He doesn't really address any of the claims made, and makes some startling claim...

aw1621107 · on Jan 21, 2022

> This was made non-binding in later versions of the standard, so optimiser engineers act as if these words don't exist.

This is reminiscent of the argument in "How One Word Broke C" [0, HN discussion at 1]. I'm not particularly convinced this argument is correct. In my opinion, it's "ignoring the situation completely" that's the phrase of interest; after all, what is assuming that UB cannot occur but "ignoring the situation completely"?

I'm a nobody, though, so take that with an appropriate grain of salt.

[0]: https://news.quelsolaar.com/2020/03/16/how-one-word-broke-c/ (currently broken; archive at https://web.archive.org/web/20210307213745/https://news.quel...

[1]: https://news.ycombinator.com/item?id=22589657

mpweiher · on Jan 21, 2022

Apologies, but "ignoring the situation completely" is the exact opposite of "assuming the situation cannot occur and acting on that assumption".

aw1621107 · on Jan 21, 2022

I'm not sure how "acting on an assumption that the situation cannot occur" is distinguishable from "choosing to ignore situations completely whenever they come up". The former is a blanket description of how you treat individual instances.

For example:

    int f(int* i) {
        int val = *i;
        if (i == NULL) { return 0; }
        return val;
    }

I submit that there are two situations here:

1. i is NULL. Program flow will be caught by the NULL check and the return value is 0.

2. i is not NULL. The NULL check cannot be hit, and the return value is val.

As allowed by the standard, I'll just ignore the situation with UB, leaving

> i is not NULL. The NULL check cannot be hit, and the return value is val.

Alternatively, I can assume that UB cannot occur, which eliminates option 1, leaving

> i is not NULL. The NULL check cannot be hit, and the return value is val.

DATA SUPPLIED
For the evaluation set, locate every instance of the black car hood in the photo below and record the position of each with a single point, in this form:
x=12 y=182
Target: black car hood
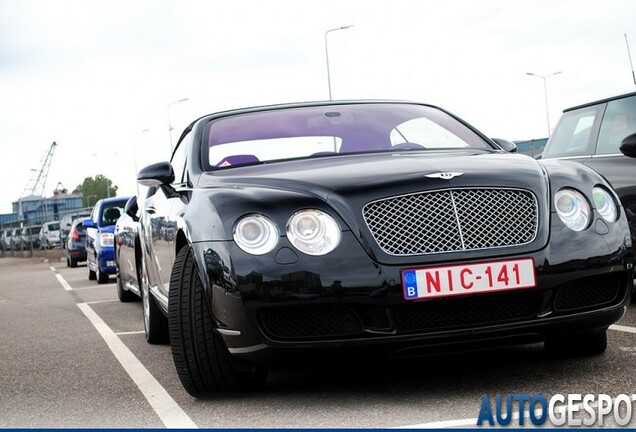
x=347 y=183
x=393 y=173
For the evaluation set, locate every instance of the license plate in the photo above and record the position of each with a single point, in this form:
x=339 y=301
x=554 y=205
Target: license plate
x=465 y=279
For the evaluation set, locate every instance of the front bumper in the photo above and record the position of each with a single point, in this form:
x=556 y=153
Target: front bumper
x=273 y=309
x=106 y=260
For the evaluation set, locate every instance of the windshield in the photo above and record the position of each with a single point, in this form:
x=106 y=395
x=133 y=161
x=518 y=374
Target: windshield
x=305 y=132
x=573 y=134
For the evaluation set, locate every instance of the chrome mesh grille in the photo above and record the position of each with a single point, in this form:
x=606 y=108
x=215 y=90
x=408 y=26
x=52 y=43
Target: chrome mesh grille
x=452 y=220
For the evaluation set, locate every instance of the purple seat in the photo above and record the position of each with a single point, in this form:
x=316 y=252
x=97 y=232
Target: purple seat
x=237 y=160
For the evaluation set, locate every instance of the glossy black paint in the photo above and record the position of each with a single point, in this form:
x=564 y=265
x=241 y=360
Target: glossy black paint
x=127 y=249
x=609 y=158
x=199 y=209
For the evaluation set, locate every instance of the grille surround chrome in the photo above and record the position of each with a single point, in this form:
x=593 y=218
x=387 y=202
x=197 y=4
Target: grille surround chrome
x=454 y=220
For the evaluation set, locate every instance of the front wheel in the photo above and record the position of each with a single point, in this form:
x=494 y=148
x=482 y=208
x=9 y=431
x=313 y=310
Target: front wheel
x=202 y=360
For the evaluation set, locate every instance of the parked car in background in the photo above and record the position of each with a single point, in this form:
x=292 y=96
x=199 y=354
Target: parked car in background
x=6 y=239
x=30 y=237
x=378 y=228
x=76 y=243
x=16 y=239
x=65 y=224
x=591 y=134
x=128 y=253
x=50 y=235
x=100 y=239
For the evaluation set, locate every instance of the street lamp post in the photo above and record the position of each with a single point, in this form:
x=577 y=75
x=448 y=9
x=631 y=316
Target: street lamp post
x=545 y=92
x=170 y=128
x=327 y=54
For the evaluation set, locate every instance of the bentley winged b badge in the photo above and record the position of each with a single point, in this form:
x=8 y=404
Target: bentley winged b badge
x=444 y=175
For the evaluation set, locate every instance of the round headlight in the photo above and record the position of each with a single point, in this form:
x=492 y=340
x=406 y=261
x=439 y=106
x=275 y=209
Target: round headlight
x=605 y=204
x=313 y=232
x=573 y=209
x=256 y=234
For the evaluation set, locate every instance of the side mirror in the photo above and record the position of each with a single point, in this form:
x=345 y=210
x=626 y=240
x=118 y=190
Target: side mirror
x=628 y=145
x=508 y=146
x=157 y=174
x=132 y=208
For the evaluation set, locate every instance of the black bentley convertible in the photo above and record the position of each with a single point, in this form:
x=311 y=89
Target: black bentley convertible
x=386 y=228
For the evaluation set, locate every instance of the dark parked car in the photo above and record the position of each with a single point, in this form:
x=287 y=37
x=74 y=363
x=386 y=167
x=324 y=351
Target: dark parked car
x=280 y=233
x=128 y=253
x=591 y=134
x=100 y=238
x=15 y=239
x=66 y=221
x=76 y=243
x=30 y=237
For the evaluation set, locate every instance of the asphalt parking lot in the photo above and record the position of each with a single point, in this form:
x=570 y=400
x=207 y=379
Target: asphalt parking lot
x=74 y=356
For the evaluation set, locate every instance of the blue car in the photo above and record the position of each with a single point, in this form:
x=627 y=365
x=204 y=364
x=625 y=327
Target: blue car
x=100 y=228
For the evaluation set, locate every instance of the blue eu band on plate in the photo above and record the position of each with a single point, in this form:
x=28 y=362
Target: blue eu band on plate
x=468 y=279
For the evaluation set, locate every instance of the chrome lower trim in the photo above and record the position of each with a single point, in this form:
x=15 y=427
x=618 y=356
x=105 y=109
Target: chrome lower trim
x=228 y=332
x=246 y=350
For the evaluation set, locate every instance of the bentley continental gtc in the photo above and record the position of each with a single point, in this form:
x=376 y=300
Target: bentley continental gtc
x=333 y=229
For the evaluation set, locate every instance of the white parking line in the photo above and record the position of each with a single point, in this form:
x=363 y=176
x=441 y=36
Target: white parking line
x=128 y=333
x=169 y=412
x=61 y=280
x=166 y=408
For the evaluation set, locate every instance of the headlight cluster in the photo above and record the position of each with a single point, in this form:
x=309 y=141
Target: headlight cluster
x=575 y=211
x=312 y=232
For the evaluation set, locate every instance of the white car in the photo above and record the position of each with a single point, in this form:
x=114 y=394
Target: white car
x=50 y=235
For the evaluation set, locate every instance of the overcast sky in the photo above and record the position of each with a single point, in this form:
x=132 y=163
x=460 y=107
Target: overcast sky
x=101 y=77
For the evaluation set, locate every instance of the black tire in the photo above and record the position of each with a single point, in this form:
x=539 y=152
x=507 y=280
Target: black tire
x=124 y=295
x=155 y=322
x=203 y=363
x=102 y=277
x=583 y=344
==
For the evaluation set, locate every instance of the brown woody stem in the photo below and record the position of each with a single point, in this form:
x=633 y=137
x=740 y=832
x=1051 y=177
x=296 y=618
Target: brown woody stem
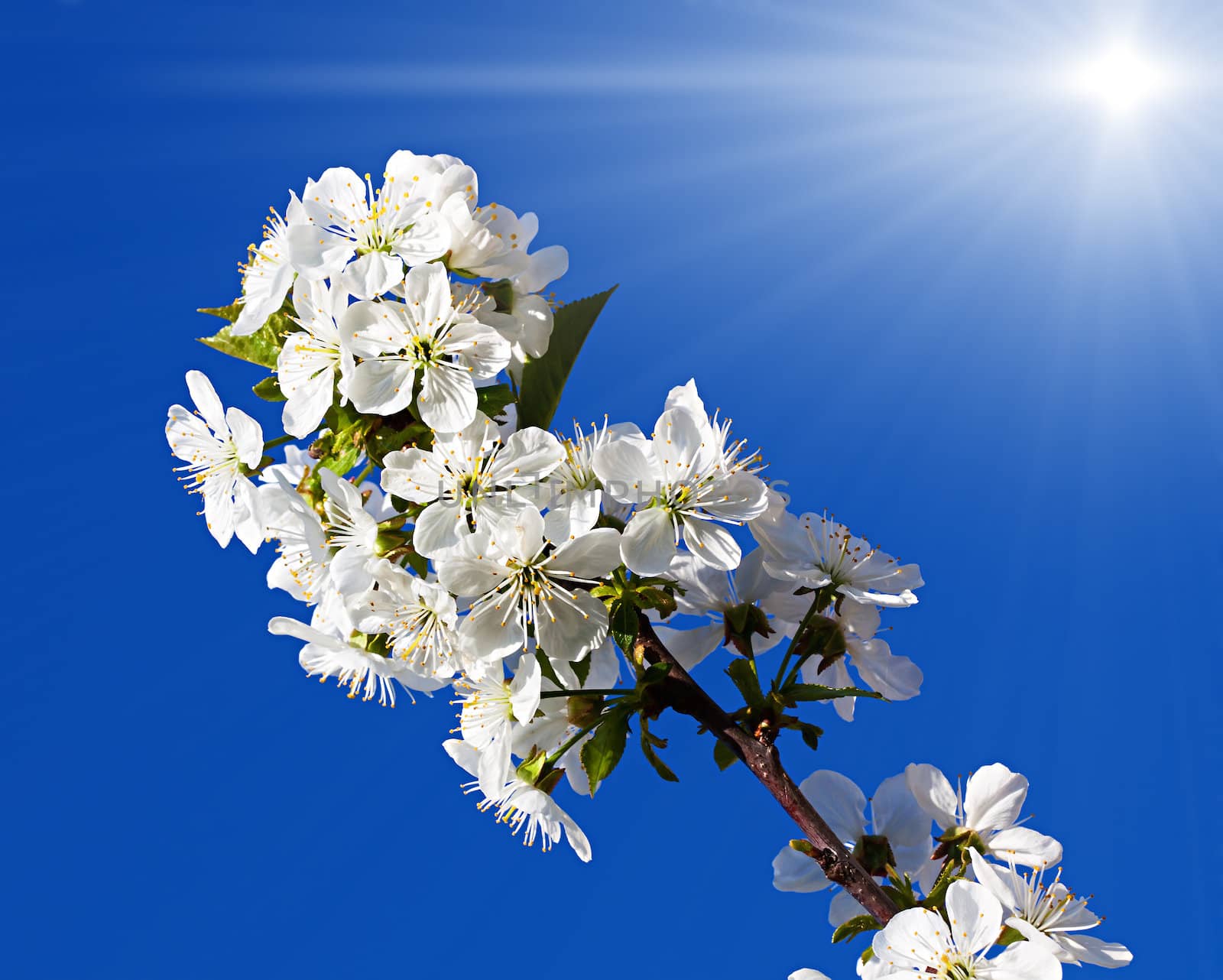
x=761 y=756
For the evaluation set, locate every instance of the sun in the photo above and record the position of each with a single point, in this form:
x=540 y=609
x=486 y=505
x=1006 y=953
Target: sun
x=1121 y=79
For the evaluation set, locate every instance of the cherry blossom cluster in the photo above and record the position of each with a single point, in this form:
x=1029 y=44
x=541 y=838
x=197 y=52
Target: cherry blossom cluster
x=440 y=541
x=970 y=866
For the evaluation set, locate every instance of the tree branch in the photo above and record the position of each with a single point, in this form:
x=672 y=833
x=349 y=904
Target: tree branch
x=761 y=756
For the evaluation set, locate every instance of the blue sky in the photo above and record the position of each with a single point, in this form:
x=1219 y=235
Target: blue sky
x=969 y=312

OBJECTIVE 1
In the forum thread on undefined behavior in C, which article does aw1621107 say the argument is reminiscent of?
OBJECTIVE 2
Write a continuation of the forum thread on undefined behavior in C, picking up right after its final line.

OUTPUT 1
"How One Word Broke C"

OUTPUT 2
You get the same result either way.

And that gets to the root of the problem: What exactly does "ignoring the situation completely" mean? In particular, what is the scope of a "situation"?

mpweiher · on Jan 22, 2022

Not sure what such an absurd code example is supposed to show.

However, ignoring the situation completely in this case is emitting the code as written. This is not hard at all, despite all the mental gymnastics expended to pretend that it were hard.

That is the compiler's job: emit the code that the programmer wrote. Even if that code is stupid, as in this case. It is not the compiler's job to second guess the programmer and generate the code that it believes the programmer meant to write.

In this case:

   1. Dereference i.
   2. Check i.
   3. If i is null return 0.
   4. return the value from line 1.

If you want, I can also write it down as assembly code.

Again, this isn't hard.

"Ignoring the situation completely" means ignoring the fact that this is UB and just carrying on.

aw1621107 · on Jan 23, 2022

> Not sure what such an absurd code example is supposed to show.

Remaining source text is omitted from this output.